Description of the task: In the thread on children's helmets, how old are the daughters whose WRSI helmets fit great?

— BEGIN Document segment —

# childrens helmets



## MT4Runner (Apr 6, 2012)

Hard to beat a WRSI helmet--small shell and small liner and run the back band as low as it will go behind their little necks to keep their foreheads covered.

My daughters are 8 and 10 and their WRSI's fit great.
Can't beat $79.99, either, for the safest helmets on the market.


----------



## cataraftgirl (Jun 5, 2009)

+1 on the WRSI. I often end up wearing kid sized hats because of my small noggin, and my WRSI fits great. Small shell and liner with the back band low was MT4Runner described. Lots of color choices and a cool design with a brim, so the kids should like it and not think it's "dorky." You can customize the fit with the different liner sizes that it comes with. Very safe helmet at a reasonable price.


----------



## ranchman44 (Apr 16, 2009)

thanks I will try that


----------



## mcfarlandandrew (Apr 8, 2006)

Just picked up 3 of the NRS livery helmets for my kids. Highly adjustable ( fits 6 yr old up to my mellon) with much better protection/construction than their old plastic headband style helmets. About $45 which isn't bad if they each get a few yrs out of them


----------



## kazak4x4 (May 25, 2009)

I bought Protec for my kid for $35

Protec Ace Skateboard SXP Helmet - Kid's - Free Shipping on Protec orders over $49 at Moosejaw

Worked great for 4 years now.


----------

— END Document segment —
— BEGIN Records supplied —

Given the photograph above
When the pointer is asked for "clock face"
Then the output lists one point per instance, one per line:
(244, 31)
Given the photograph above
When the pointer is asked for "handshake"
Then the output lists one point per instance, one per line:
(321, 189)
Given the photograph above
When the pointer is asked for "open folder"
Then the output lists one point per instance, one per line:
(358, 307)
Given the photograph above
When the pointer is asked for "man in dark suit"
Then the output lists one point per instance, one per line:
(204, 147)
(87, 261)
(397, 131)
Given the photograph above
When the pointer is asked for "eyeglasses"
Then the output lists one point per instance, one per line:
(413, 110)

— END Records supplied —
— BEGIN Records supplied —

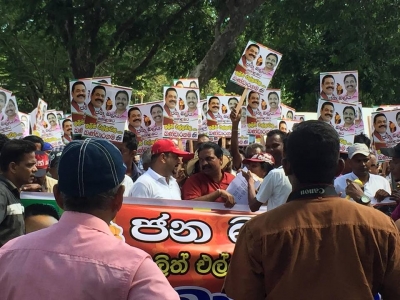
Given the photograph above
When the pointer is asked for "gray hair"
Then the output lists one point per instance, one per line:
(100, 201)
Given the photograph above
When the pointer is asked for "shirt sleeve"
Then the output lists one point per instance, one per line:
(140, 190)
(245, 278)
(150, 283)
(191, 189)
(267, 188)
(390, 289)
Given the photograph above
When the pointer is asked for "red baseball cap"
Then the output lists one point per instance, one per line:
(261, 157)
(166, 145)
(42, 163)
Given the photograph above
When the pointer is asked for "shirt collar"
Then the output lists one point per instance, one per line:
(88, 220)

— END Records supplied —
— BEGIN Records supplied —

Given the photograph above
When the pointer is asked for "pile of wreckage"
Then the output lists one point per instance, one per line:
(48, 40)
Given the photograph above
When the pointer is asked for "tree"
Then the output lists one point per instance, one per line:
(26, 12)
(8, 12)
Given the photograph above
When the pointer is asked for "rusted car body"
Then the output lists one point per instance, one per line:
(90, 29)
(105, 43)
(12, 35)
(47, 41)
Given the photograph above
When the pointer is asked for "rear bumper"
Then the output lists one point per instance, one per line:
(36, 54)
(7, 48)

— END Records supplied —

Correct response: 8 and 10